Items from a dataset:
----------

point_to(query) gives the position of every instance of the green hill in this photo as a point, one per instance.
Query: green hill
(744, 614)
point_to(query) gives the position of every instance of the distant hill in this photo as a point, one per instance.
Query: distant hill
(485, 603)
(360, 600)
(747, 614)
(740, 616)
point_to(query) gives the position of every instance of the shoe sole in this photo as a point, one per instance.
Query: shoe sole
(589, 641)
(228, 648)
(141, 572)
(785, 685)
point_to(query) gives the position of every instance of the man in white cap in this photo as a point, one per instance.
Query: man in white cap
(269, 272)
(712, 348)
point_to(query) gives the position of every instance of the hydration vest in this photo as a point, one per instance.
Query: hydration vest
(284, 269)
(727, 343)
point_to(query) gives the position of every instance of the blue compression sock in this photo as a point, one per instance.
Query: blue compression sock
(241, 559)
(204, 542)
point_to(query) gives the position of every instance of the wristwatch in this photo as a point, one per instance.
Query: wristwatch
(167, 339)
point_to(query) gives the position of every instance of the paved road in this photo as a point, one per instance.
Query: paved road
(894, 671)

----------

Word for word, return the lines from the one holding "of the paved" through the end of the entries above.

__PROBLEM SOLUTION__.
point_to(query) gives the position of every instance of the paved road in this photo as a point, one per instance.
Query: paved road
(894, 671)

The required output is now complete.